*** Block opens ***

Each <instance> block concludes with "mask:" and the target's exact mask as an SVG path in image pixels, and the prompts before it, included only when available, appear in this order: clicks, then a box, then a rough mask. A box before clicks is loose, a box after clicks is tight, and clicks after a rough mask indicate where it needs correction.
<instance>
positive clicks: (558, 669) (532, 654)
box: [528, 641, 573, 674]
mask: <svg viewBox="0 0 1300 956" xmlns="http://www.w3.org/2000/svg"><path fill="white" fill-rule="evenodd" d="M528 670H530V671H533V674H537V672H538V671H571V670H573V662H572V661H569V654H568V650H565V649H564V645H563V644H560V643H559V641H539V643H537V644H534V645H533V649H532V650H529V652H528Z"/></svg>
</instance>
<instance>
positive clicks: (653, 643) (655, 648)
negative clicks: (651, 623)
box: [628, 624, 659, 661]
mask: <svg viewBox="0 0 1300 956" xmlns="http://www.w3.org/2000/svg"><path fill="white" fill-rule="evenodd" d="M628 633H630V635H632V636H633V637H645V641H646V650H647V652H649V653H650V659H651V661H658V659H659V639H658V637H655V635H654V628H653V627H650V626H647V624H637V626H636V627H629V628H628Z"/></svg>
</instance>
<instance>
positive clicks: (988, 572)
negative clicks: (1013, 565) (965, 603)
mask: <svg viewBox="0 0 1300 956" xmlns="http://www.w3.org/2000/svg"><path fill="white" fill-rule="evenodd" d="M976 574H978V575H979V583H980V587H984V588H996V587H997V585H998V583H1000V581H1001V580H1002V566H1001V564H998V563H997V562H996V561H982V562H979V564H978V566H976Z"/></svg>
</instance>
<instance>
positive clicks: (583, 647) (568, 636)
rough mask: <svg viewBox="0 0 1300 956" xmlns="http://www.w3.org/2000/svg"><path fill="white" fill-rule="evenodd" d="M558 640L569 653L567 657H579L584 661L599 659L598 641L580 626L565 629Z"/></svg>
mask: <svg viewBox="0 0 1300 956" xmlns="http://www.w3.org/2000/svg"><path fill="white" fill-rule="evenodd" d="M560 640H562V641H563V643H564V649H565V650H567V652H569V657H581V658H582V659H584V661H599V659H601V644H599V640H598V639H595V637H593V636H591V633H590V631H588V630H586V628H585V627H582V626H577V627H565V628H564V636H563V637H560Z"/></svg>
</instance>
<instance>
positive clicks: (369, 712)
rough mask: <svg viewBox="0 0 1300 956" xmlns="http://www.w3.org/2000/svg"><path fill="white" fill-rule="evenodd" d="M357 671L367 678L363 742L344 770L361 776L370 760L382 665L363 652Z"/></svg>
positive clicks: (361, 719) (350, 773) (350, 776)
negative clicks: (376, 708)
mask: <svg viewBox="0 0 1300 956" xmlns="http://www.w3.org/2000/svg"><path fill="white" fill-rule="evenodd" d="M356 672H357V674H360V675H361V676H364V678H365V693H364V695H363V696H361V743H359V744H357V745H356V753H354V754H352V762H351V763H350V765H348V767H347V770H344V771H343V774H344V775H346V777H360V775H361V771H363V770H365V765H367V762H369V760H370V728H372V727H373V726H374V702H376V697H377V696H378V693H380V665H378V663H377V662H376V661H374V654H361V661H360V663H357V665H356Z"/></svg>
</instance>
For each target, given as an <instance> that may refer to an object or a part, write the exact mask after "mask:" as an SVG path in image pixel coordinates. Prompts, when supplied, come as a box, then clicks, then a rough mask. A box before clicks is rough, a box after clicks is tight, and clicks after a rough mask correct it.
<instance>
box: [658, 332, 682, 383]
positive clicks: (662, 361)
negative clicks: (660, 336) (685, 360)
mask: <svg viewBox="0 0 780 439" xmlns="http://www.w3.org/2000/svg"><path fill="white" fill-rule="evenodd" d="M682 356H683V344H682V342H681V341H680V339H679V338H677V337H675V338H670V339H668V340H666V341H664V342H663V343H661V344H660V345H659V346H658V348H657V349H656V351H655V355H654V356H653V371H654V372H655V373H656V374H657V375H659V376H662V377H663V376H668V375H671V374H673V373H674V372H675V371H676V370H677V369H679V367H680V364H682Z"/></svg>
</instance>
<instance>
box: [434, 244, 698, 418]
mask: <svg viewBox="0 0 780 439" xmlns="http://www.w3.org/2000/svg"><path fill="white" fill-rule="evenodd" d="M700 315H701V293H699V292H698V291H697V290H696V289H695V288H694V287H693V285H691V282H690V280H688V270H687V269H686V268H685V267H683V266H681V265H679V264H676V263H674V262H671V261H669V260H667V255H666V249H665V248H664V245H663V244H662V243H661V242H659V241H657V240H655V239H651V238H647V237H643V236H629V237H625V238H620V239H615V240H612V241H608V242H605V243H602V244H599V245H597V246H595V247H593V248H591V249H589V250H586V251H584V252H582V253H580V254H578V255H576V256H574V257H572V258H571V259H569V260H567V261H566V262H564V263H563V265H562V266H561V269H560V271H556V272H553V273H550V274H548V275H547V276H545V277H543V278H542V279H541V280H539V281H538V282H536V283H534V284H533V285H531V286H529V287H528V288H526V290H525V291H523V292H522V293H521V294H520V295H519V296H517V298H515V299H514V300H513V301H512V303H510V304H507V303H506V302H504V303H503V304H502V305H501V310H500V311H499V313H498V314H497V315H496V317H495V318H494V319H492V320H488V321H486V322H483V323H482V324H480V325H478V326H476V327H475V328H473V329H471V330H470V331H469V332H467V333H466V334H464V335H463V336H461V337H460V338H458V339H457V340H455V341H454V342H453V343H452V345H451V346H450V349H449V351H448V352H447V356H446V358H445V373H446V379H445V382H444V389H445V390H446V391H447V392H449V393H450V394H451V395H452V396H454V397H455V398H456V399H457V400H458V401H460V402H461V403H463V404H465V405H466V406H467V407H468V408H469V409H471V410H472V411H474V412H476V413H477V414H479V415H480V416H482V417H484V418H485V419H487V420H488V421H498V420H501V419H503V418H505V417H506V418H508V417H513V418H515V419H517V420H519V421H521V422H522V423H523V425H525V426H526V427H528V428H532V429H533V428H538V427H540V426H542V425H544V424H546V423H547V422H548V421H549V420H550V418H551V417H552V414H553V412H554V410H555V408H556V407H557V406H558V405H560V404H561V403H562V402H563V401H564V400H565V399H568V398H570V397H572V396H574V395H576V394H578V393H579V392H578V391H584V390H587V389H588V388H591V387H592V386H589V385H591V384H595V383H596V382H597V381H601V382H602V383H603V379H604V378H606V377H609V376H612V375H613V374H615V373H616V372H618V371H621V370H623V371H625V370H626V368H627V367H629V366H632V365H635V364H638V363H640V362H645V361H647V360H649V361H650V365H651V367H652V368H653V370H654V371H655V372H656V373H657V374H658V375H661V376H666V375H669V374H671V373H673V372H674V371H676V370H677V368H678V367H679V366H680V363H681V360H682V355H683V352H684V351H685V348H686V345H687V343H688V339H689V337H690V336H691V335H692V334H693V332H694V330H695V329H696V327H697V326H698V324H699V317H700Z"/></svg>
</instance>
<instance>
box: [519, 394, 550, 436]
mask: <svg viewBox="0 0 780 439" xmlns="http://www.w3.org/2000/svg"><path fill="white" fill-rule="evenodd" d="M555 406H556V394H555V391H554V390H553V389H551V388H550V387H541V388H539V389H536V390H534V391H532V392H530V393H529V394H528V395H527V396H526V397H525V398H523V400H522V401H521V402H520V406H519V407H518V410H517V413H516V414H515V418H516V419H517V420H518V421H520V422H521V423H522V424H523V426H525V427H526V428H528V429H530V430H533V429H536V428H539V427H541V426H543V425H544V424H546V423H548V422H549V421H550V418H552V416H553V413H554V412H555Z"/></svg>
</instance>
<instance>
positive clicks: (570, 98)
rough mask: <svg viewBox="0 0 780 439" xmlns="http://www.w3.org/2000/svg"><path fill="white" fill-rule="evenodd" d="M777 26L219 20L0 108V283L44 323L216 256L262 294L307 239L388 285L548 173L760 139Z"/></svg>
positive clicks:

*** Block closes ***

### Exercise brief
Copy out each line of the data that has the word "positive" in it.

### Result for this task
positive clicks: (558, 669) (532, 654)
positive clicks: (653, 643) (655, 648)
positive clicks: (988, 572)
positive clicks: (583, 647) (568, 636)
positive clicks: (369, 712)
positive clicks: (361, 719) (350, 773) (350, 776)
positive clicks: (662, 361)
positive clicks: (570, 98)
positive clicks:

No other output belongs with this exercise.